● **What you should do**
Reproduce the material below word for word, keeping every line unchanged.

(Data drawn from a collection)

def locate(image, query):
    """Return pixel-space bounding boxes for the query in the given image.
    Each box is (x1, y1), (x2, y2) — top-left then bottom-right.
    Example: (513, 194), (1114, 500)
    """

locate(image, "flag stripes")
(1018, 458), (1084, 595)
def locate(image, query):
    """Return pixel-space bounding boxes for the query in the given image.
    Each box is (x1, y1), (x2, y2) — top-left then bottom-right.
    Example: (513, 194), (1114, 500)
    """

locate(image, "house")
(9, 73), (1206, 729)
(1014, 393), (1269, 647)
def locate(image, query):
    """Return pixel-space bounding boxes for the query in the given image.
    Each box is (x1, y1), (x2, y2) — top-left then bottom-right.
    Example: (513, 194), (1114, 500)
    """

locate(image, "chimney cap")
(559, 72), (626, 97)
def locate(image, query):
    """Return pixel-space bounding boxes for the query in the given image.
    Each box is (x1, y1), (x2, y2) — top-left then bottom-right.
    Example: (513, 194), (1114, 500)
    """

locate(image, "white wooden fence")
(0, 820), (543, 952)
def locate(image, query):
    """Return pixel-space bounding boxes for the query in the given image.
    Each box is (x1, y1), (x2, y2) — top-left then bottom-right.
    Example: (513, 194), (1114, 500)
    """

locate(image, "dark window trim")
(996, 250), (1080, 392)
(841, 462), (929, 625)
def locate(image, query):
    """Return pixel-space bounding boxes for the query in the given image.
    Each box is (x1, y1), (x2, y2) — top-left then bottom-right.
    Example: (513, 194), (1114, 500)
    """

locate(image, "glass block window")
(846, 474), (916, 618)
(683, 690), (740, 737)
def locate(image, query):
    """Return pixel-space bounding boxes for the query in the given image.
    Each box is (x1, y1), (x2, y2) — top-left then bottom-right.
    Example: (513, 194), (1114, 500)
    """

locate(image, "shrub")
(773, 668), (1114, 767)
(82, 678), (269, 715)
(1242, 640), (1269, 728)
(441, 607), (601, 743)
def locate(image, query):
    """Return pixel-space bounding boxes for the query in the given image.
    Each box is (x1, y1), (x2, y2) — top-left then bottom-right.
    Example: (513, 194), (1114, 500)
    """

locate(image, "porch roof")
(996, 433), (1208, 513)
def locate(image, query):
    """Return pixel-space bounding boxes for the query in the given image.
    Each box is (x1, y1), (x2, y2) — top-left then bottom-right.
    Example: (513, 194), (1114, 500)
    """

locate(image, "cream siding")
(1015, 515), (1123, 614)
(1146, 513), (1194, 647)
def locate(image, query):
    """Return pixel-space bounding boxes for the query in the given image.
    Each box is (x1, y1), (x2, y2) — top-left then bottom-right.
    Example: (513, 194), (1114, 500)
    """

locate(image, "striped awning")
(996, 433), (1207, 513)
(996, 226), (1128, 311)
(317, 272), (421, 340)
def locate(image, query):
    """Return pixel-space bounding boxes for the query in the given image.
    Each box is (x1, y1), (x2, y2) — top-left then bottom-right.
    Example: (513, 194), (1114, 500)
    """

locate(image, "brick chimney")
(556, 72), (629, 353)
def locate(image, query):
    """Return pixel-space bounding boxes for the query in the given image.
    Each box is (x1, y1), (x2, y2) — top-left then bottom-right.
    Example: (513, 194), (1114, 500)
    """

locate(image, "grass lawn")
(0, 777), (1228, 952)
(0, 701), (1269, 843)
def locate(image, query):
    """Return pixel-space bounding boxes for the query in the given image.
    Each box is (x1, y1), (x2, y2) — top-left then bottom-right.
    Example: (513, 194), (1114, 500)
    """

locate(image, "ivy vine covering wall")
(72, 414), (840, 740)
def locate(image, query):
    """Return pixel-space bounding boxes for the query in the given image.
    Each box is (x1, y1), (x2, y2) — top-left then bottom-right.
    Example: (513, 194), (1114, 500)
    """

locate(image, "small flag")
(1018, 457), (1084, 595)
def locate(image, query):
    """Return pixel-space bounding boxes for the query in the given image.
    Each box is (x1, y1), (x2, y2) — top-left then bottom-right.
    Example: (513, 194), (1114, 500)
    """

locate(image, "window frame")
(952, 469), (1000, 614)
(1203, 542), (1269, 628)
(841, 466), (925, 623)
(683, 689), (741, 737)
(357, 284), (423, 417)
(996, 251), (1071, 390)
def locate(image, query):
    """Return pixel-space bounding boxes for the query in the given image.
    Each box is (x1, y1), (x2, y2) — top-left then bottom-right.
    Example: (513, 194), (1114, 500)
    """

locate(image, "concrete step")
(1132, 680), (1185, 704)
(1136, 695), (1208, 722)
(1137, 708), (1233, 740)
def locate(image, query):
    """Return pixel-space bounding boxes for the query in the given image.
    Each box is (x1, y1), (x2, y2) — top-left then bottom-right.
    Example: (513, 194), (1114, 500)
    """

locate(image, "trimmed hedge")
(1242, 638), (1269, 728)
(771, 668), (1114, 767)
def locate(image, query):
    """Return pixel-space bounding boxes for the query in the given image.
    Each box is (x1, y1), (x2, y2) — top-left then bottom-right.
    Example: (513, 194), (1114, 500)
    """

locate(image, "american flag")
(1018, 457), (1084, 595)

● **Written response**
def locate(image, query):
    """Return pixel-space bounding boxes for the query in the given image.
    Each box is (x1, y1), (x2, y2) — top-left then bottom-right.
    Example: (513, 194), (1114, 500)
    """

locate(image, "flag stripes")
(1018, 458), (1084, 595)
def locate(image, query):
    """Return pixel-space bounding boxes for the query in the given image.
    Each box is (x1, y1), (x2, y2) — top-left then bottom-right.
    Example: (513, 194), (1114, 500)
    """

locate(image, "house")
(9, 73), (1206, 729)
(1014, 393), (1269, 647)
def locate(image, query):
    """Return pixel-space bounding boxes for the query in the given image.
    Each box is (x1, y1), (x2, y2) — top-left then bottom-right.
    Example: (513, 194), (1114, 500)
    """

locate(image, "chimney cap")
(559, 72), (626, 97)
def locate(image, query):
    """Return pixel-space bounding boxes for the query in the given image.
    Each box is (x1, y1), (x2, y2) — top-left then bottom-right.
    Example: (513, 194), (1114, 500)
    """

locate(image, "white wooden fence")
(0, 820), (543, 952)
def locate(image, query):
    """Return pixel-space bounding boxes for the query in the given image.
    Each box is (x1, y1), (x2, y2) — top-left then bottom-right.
    Example: (513, 194), (1114, 500)
    """

locate(image, "dark window trim")
(996, 250), (1080, 392)
(841, 462), (929, 625)
def locate(image, query):
    """Return pixel-space bounding boxes for the query in the given image.
    Each box is (x1, y1), (x2, y2) — top-left then bottom-right.
    Example: (513, 194), (1114, 500)
    """

locate(image, "glass block window")
(846, 474), (916, 618)
(683, 690), (740, 737)
def locate(image, query):
    """Return pixel-space bounding boxes for the query in the given image.
    Each box is (x1, y1), (x2, y2) — top-left then bottom-right.
    Example: (513, 194), (1114, 500)
    """

locate(image, "shrub")
(773, 668), (1114, 767)
(82, 678), (269, 715)
(1242, 640), (1269, 728)
(441, 607), (601, 743)
def locate(image, query):
    """Return pixel-space bounding boxes for the query in the given image.
    Each box is (x1, y1), (x2, y2) — top-left then bottom-right.
    Example: (513, 194), (1114, 500)
    """

locate(image, "porch roof")
(996, 433), (1208, 513)
def locate(image, query):
    """Return pixel-space bounding boxes for the query in the given image.
    Each box is (x1, y1), (x2, y2) — top-left then bottom-right.
    Example: (513, 194), (1114, 500)
    """

locate(image, "cream siding")
(1015, 515), (1123, 614)
(1146, 513), (1194, 647)
def locate(image, query):
    """Return pixel-space bounding boxes for the query in the given image.
    Each box is (x1, y1), (x2, y2) — top-left then bottom-right.
    Example: (513, 194), (1114, 500)
    """

locate(image, "striped awning")
(996, 433), (1207, 513)
(996, 226), (1128, 311)
(317, 272), (421, 340)
def locate(image, query):
    """Return pixel-space bounding boxes for the query in the given image.
    Each box is (x1, y1), (x2, y2) — top-left then bottom-right.
    Example: (513, 194), (1114, 500)
    """

locate(image, "brick chimney")
(556, 72), (629, 353)
def locate(image, query):
    """Return pixel-space bounding boxes for the query in the given image.
    Each box is (x1, y1), (x2, y2) — top-left then bottom-right.
    Example: (513, 194), (1114, 500)
    """

locate(image, "grass lawn")
(0, 777), (1228, 952)
(0, 701), (1269, 843)
def locate(image, query):
    """Return pixel-space bounding boxes for the query in the given image.
    Each box is (x1, y1), (x2, y2) — top-left then bottom-right.
    Example: (513, 194), (1114, 500)
    """

locate(image, "ivy vine covering wall")
(72, 414), (840, 740)
def locate(image, query):
    """Return pixel-space bounding boxes for the query in the given image.
    Each box is (x1, y1), (x2, y2) — top-left then bottom-right.
    Example: (513, 194), (1114, 500)
    """

locate(image, "small flag")
(1018, 457), (1084, 595)
def locate(image, query):
    """Return pixel-space bounding boxes for the query in the given image.
    Each box is (x1, y1), (x2, y2) — top-left then bottom-right.
    Example: (513, 194), (1114, 500)
    """

locate(image, "window frame")
(952, 469), (1000, 614)
(1203, 542), (1269, 628)
(841, 466), (925, 623)
(683, 689), (741, 737)
(357, 284), (423, 417)
(996, 251), (1071, 390)
def locate(image, query):
    """Return pixel-space bounding boxes for the query in the given image.
    Each box is (x1, y1), (x2, y2) — top-left then bottom-right.
    Example: (513, 194), (1114, 500)
    """

locate(image, "concrete step")
(1132, 680), (1185, 704)
(1136, 695), (1208, 722)
(1137, 708), (1233, 740)
def locate(image, query):
    """Return pixel-space bounding boxes for the query in the given image.
    Each box is (x1, y1), (x2, y2) — top-left then bottom-right.
    Example: (513, 194), (1114, 500)
    """

locate(image, "trimmed hedge")
(1242, 638), (1269, 728)
(771, 668), (1114, 767)
def locate(image, query):
    """Return pixel-space bounding boxes for the query in the given image.
    Each box is (x1, y1), (x2, y2) — top-left then bottom-right.
    Example: (513, 194), (1114, 500)
    """

locate(image, "american flag")
(1018, 457), (1084, 595)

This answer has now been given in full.